**TASKS FOR THIS EXERCISE**
A - From the La Nouba costume text, translate this sentence into Spanish: "It meant adopting a different method from the start."
B - Pick up the La Nouba costume text where it stops and continue it.

**SELECTED EXTRACT**
━━━━━━━━━━━━━━━━━━━━━━━━━━━━━━

Personages/Characters
Costumes & Characters
    "The idea of La Nouba for me was really like returning to childhood, to that time when you huddle together and try to live out your future on a smaller scale, in your imagination. We tried to have fun, scare ourselves, like we were kids, too, and to touch human tragedy with our fingertips. It meant adopting a different method from the start. For the first time, I started to draw on black pages with white crayons. The characters are born from the dark, from dreams and fairy tales, to reflect the human condition today." - Dominique Lemieux, Costume Designer

La Nouba is the meeting of two worlds poles apart: the fantastic world of the circus artists - the Cirques, sporting bright, fluorescent colors - and that of the Urbans, who wear dark, monochromatic outfits. Dominique Lemieux created 30 different costume concepts, blending historical and traditional circus attire with original contemporary styles, and drew at least 10 different designs for each costume concept. Although those designs were pared down by the time of La Nouba's debut, the wardrobe department still handles over 300 costumes and headpieces every day. That's because some principal characters have several costume layers, many of whom undergoing a metamorphosis indicated by a dramatic costume change (revealed as the tale unfolds). An example of this transformation can be seen with the Urbanites: they begin in ark, muted blues, reds and greens and end up in white, billowing, and fairy-like outfits.

━━━━━━━━━━━━━━━━━━━━━━━━━━━━━━

**PROVIDED MATERIAL**
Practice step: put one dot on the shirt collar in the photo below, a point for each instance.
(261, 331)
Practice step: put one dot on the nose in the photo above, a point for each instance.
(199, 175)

━━━━━━━━━━━━━━━━━━━━━━━━━━━━━━

**ANSWER LIST**
A - Significó adoptar un método diferente desde el principio.

B -
  The costumes for La Nouba were created in a record eight-week period from October 24 to December 23, 1998 at the costume workshop located in the Cirque du Soleil theater.
To take into account the darkness of the set, the costumes were drawn on a black background using brightly colored glow-in-the-dark pencil crayons. Their filigreed florescent outlines give them an air of lightness, like lace. Dark fabrics with fluorescent color accents are also used to provide high-contrast images with the addition of black lights. For example: The German Wheel costumes were designed to resemble marionettes while also highlighting the artists' anatomy. The Flying Trapeze costumes were also created in similar vain: they are both tribal and androgynous with elaborate collars, head ornaments, and tutu skirts (for the male performers). Both glow in black light. Not everybody was excited about wearing them though: "Normally, the artists are willing to go beyond what they would normally do," Lemieux muses. "In La Nouba, we had created these transvestite characters for the Russians to play, to give the show a cabaret feel. And they really, really resisted doing it! But, in the end, they agreed: and they do a wonderful job!"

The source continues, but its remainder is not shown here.